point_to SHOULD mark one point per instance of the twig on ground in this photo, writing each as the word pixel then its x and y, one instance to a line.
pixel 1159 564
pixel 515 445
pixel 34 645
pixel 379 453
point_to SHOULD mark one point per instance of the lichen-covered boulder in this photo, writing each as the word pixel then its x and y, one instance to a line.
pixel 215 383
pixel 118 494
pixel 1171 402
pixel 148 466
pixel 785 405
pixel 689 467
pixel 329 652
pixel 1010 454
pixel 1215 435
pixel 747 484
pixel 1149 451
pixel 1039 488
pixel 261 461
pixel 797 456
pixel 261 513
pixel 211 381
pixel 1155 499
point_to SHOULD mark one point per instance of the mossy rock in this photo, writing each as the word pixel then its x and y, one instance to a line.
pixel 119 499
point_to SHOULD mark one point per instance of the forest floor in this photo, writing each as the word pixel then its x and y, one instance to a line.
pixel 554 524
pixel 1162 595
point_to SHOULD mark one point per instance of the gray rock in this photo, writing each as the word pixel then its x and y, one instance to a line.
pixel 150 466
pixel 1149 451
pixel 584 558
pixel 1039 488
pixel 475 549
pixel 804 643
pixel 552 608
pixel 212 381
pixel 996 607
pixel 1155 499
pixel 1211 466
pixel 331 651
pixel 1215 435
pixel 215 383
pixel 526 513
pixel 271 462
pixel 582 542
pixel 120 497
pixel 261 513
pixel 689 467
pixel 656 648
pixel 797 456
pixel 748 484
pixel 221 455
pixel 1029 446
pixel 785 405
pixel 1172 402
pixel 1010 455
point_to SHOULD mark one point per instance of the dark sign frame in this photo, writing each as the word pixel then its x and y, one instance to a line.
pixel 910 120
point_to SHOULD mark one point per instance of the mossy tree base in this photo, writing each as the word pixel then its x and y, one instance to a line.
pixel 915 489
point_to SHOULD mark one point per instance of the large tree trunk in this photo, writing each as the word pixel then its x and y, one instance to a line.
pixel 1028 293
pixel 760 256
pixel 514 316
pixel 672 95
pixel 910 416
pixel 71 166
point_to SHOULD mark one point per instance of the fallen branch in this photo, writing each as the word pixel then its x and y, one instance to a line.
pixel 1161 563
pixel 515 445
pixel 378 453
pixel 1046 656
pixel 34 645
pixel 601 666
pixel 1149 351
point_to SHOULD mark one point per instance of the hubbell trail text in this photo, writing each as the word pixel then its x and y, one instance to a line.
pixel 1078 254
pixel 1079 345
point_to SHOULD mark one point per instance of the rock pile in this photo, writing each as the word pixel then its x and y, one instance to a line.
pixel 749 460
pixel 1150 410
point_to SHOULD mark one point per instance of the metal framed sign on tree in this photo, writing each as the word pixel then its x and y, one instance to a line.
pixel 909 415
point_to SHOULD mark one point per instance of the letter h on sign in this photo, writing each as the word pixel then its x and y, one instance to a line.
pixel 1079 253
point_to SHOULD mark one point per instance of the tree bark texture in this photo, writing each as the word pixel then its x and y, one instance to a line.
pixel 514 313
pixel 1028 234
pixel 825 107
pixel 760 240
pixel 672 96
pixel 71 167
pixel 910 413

# # # #

## WHAT YOU HAVE TO DO
Restate each record above exactly, leaving nothing out.

## WRITTEN ANSWER
point_to SHOULD mark one point per instance of the twig on ground in this photo, writing each as the word pixel then its x and y, one instance to a line.
pixel 1159 564
pixel 515 445
pixel 34 645
pixel 379 453
point_to SHOULD mark one point per instance of the lichen-covered boulder in this photo, writing each as the word pixel then its x and y, one instance to a line.
pixel 215 383
pixel 118 494
pixel 1171 402
pixel 148 466
pixel 785 405
pixel 689 467
pixel 329 652
pixel 1010 454
pixel 1215 435
pixel 747 484
pixel 1149 451
pixel 1039 488
pixel 261 461
pixel 797 456
pixel 261 513
pixel 211 381
pixel 1155 499
point_to SHOULD mark one point per instance of the mossy rock in this photo, writing each as the word pixel then its x and y, one instance to a line.
pixel 119 499
point_to SHOULD mark one point per instance of the forest floor in this photo, writing each as the word pixel then its x and y, one instance to a line.
pixel 554 524
pixel 1162 595
point_to SHOULD mark one point per instance of the gray rock in this photo, writing each as the word pixel then its x and y, one instance to a line.
pixel 150 466
pixel 1149 451
pixel 584 558
pixel 1039 488
pixel 475 549
pixel 804 643
pixel 552 608
pixel 212 381
pixel 996 607
pixel 1155 499
pixel 1211 466
pixel 331 651
pixel 1215 435
pixel 215 383
pixel 526 513
pixel 271 462
pixel 582 542
pixel 120 497
pixel 261 513
pixel 689 467
pixel 656 648
pixel 797 456
pixel 748 484
pixel 221 455
pixel 1029 446
pixel 785 405
pixel 1172 402
pixel 1010 455
point_to SHOULD mark one point per instance of the dark sign frame in this photo, writing each as the word pixel then its x and y, one instance to a line.
pixel 910 120
point_to SHOULD mark one point per instance of the mossy tree base in this photo, writing each as the word pixel then its x and y, one instance to a line.
pixel 915 489
point_to SHOULD mark one point per instance of the large tree trunk in this photo, writing each as the word pixel then its x and y, one instance to a line.
pixel 1028 293
pixel 760 256
pixel 514 316
pixel 672 95
pixel 910 416
pixel 71 166
point_to SHOULD mark one point per instance of the fallen branch in this photo, writing each as the word pixel then its x and y, one instance to a line.
pixel 1161 563
pixel 515 445
pixel 378 453
pixel 1046 656
pixel 34 645
pixel 601 666
pixel 1149 351
point_to SHOULD mark one point per instance of the hubbell trail text in this photo, writing each as the word pixel then its x and y, one instance to a line.
pixel 1078 254
pixel 1079 345
point_to SHOULD mark one point per instance of the rock pile in this photo, writing each as the word pixel then its x and y, one instance to a line.
pixel 749 460
pixel 1150 410
point_to SHOULD mark one point per instance of the metal framed sign on tree in this photo, writing each as the word pixel then its x and y, one instance to a line.
pixel 909 415
point_to SHOULD mark one point per instance of the letter h on sign in this photo, writing each as the word pixel then its x and y, one instance to a line.
pixel 1079 253
point_to SHOULD mark one point per instance of the tree bark texture in this photo, writing each as the word pixel then its x and y, one instance to a line.
pixel 514 313
pixel 1028 234
pixel 825 107
pixel 760 240
pixel 672 96
pixel 71 167
pixel 910 413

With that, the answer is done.